Data for the task
__________

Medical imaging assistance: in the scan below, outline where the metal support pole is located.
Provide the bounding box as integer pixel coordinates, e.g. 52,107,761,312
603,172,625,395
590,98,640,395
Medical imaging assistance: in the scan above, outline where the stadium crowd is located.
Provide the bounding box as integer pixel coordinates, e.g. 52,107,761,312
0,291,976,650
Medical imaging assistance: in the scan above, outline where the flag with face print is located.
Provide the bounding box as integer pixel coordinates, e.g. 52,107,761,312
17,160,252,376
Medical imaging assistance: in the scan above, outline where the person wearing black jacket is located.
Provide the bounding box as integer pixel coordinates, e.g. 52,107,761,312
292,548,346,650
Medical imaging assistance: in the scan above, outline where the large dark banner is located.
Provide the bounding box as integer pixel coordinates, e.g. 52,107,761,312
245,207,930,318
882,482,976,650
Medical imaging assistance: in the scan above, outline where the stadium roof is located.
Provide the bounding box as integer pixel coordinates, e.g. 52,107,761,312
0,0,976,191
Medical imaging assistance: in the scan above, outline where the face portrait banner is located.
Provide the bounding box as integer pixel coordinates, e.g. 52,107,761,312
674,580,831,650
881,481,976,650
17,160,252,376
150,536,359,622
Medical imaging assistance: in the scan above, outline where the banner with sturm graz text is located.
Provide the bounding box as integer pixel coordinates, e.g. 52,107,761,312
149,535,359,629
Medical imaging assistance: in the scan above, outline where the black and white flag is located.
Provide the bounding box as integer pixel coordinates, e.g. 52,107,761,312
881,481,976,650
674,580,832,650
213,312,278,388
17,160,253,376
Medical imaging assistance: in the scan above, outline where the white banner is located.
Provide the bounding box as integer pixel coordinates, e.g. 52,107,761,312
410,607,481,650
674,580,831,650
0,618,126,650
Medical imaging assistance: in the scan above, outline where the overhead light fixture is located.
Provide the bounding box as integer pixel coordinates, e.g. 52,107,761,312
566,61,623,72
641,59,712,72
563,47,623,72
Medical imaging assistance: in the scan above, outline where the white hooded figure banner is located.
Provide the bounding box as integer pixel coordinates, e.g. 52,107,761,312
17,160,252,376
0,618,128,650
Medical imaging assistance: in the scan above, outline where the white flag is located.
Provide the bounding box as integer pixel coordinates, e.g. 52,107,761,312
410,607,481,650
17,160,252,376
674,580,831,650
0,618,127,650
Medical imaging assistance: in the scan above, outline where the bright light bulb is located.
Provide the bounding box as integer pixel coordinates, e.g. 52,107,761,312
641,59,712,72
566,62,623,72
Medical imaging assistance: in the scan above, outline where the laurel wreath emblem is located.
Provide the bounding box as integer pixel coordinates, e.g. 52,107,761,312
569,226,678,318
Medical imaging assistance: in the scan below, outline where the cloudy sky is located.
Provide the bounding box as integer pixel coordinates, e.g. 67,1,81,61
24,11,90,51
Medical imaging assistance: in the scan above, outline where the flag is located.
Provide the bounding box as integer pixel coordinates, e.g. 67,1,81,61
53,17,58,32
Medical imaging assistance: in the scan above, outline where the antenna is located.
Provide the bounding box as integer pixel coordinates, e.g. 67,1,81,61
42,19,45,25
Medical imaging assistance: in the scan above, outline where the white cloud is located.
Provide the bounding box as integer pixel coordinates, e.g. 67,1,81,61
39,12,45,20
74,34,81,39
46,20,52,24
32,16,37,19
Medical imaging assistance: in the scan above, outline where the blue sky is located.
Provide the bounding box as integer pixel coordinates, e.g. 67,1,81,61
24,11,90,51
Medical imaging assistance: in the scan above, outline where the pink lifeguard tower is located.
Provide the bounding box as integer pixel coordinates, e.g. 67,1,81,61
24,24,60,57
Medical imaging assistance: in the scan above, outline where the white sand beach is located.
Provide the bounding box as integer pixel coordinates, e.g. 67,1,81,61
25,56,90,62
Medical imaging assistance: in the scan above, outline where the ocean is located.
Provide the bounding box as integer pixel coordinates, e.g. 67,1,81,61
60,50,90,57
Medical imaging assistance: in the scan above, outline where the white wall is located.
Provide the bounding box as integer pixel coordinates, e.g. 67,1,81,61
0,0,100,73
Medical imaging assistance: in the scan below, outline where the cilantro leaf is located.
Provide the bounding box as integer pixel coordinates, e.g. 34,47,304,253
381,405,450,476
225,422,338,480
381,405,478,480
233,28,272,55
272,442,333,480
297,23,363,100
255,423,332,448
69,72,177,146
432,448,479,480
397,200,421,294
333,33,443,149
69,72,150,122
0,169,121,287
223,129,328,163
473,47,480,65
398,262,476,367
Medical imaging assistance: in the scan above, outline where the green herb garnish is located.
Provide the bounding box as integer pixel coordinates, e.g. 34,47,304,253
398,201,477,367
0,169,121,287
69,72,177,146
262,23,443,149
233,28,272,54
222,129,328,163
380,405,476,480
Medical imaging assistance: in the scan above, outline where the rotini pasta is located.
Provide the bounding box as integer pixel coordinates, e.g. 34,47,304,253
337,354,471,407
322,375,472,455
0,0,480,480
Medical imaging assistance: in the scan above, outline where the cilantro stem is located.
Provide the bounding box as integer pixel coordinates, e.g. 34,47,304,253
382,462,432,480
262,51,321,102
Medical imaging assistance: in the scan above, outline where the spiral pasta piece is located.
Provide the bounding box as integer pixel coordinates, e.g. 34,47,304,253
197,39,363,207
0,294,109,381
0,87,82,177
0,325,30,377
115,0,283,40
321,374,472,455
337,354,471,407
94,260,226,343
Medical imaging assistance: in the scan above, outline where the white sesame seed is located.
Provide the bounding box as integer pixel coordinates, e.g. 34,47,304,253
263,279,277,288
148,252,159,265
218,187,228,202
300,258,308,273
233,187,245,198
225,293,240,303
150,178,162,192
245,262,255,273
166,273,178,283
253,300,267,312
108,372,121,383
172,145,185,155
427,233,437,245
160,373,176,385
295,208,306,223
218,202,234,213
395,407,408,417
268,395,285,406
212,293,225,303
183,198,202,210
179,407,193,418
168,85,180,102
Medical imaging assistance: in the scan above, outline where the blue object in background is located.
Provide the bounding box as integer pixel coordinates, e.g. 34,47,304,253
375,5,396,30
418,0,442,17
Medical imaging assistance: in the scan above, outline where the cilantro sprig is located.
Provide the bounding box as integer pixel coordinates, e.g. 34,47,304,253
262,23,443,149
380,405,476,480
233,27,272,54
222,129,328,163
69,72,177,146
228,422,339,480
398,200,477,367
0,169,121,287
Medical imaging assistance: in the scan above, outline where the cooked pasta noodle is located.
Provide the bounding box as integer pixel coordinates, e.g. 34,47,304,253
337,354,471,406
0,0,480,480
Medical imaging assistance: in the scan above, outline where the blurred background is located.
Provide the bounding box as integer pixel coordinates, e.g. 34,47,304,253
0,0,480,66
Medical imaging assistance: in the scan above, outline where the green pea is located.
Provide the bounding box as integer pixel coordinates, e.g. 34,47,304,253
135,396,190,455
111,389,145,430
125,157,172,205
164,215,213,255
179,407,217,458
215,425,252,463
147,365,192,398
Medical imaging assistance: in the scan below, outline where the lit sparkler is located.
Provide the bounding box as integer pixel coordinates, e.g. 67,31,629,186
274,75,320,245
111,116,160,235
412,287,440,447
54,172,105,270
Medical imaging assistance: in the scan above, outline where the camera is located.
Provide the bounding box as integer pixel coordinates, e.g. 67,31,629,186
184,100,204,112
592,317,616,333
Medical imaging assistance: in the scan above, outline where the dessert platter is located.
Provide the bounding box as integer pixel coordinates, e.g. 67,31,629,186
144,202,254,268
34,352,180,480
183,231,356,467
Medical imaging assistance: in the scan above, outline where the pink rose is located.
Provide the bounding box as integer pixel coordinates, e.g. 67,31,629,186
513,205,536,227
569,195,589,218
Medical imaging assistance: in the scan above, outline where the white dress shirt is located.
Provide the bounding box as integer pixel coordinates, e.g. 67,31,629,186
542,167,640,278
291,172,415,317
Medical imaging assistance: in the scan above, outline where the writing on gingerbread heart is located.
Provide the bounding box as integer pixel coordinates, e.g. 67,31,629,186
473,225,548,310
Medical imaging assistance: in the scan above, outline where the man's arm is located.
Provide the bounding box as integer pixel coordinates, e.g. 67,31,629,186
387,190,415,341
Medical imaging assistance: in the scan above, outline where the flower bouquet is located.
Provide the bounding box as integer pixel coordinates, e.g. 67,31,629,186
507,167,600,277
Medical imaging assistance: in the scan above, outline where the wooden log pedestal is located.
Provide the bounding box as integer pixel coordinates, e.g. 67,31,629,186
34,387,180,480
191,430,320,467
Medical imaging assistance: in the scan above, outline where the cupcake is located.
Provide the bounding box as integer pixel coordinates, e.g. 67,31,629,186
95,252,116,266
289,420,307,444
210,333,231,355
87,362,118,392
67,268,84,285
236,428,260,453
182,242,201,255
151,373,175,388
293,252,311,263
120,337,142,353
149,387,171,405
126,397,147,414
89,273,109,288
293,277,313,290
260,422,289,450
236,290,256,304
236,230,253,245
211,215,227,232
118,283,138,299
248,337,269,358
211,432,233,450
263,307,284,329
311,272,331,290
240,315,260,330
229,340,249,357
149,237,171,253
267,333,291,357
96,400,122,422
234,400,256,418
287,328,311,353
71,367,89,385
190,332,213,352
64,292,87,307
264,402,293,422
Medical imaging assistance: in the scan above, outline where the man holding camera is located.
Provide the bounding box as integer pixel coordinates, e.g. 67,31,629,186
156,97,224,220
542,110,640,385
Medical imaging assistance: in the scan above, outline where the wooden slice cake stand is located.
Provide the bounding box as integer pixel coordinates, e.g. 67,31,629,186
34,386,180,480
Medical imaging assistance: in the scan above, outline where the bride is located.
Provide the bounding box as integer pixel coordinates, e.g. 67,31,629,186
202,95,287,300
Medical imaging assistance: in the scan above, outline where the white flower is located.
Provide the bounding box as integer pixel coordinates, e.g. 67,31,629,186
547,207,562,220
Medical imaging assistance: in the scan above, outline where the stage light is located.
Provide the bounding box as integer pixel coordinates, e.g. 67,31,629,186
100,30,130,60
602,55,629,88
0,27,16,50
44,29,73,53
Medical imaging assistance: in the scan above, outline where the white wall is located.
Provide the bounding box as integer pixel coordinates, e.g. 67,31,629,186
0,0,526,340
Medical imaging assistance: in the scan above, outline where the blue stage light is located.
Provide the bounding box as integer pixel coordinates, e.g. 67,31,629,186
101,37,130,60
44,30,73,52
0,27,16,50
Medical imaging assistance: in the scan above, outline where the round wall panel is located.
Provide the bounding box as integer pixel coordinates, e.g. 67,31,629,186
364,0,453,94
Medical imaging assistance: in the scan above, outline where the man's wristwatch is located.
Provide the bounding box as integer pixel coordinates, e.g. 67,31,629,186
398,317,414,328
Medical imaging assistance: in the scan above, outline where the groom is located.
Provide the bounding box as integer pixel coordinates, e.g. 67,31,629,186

__________

Copy out the records, starting with the line that contains "and white flag is located." and going on through the line that contains "563,47,623,72", exactly as they appear.

Medical imaging assistance: in the scan above, outline where the black and white flag is located.
Provide the bounding box as integer pixel coordinates, e.g. 52,107,761,312
881,481,976,650
674,580,832,650
213,312,278,388
17,160,253,376
Medical imaging assistance: in the scan above, outline where the white banner is located.
Provide the bounding box as integer pixel coordinates, e.g. 52,107,761,312
410,607,481,650
674,580,831,650
0,618,126,650
Medical imaging assistance: in the scan above, outline where the overhead light fixture is located.
Provide the bounding box as integer pixel coordinates, e.g. 52,107,761,312
566,61,623,72
641,59,712,72
563,47,623,72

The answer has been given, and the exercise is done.